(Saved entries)
■ ■ ■ ■ ■ ■ ■

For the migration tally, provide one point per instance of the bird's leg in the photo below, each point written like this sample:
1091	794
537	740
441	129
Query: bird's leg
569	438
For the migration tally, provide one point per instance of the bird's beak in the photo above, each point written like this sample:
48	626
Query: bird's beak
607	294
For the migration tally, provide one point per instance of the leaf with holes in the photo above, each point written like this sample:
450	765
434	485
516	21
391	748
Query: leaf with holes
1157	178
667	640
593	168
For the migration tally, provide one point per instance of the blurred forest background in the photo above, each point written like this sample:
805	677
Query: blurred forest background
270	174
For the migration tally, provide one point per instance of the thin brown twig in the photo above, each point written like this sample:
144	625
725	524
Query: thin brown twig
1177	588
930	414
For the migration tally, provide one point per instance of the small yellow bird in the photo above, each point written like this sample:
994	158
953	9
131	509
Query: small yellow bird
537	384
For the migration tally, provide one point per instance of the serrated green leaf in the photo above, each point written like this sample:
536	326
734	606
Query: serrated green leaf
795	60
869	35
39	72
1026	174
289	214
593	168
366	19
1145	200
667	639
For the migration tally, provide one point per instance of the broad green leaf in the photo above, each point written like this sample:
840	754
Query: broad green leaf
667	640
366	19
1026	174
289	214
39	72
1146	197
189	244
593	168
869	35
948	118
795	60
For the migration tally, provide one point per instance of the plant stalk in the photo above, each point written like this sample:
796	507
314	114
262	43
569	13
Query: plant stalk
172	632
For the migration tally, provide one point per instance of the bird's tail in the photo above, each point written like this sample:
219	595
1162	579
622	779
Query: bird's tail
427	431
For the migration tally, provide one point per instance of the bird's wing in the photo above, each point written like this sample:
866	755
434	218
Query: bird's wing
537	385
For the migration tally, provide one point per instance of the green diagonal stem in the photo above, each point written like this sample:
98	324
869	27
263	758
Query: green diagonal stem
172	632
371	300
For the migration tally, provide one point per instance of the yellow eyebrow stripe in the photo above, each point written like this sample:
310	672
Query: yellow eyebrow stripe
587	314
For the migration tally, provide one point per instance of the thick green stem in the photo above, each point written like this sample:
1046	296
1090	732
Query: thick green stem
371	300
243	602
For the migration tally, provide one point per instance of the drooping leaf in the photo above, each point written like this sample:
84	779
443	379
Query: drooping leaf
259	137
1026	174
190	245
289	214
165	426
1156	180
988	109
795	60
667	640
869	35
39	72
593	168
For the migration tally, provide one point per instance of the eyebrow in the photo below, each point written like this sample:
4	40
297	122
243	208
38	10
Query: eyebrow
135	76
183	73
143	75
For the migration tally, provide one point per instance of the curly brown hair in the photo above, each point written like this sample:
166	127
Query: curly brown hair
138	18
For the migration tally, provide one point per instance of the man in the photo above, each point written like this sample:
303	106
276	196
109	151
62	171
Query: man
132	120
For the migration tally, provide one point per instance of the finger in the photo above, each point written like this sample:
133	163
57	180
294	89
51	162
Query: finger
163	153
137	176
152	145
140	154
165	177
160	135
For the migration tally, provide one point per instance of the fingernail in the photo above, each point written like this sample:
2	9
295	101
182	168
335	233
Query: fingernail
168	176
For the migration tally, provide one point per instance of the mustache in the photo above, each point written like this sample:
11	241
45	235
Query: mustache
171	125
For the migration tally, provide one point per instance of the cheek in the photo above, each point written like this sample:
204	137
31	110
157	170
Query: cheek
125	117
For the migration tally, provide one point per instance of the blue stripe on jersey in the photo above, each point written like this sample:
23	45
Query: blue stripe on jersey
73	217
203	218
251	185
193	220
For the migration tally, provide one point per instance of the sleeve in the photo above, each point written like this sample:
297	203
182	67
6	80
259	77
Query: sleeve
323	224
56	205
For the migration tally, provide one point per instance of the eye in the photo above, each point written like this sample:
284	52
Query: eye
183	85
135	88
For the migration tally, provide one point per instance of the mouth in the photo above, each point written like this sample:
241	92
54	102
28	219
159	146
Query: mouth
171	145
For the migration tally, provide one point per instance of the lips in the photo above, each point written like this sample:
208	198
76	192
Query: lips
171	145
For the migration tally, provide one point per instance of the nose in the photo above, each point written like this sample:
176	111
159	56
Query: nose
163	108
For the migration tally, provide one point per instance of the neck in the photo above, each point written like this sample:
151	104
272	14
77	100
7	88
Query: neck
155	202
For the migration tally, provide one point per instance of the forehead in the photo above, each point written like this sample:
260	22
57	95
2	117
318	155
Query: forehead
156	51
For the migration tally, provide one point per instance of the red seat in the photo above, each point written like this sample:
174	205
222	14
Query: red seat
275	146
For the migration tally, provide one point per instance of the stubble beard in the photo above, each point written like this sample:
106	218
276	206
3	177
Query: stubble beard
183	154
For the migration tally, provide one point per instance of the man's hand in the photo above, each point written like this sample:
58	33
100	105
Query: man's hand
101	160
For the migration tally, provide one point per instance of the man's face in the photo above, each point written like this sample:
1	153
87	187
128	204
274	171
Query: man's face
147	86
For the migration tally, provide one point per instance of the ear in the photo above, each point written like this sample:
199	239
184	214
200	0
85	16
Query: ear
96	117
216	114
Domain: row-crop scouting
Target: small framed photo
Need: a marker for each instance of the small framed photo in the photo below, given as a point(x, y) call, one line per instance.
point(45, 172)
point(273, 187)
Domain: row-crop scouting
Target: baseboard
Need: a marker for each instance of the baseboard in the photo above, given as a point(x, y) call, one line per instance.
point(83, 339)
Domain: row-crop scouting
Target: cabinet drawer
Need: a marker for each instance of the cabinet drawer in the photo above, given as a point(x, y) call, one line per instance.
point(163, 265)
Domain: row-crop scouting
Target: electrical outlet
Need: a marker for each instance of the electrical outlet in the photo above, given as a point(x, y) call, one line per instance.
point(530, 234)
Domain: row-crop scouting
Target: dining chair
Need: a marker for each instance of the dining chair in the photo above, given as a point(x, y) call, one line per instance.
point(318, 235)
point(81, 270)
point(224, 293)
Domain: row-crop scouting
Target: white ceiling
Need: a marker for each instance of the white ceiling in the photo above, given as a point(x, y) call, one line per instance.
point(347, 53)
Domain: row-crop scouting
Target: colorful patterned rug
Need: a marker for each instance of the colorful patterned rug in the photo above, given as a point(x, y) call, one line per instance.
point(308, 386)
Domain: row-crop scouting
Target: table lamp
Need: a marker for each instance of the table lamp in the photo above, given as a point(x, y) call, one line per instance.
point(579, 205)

■ ■ ■ ■ ■ ■ ■

## What you should do
Each line of the records with the word "Target" in it is to be copied.

## Output for this exercise
Target: small framed photo
Target: baseboard
Target: cabinet drawer
Target: electrical outlet
Target: dining chair
Target: white ceiling
Target: colorful patterned rug
Target: table lamp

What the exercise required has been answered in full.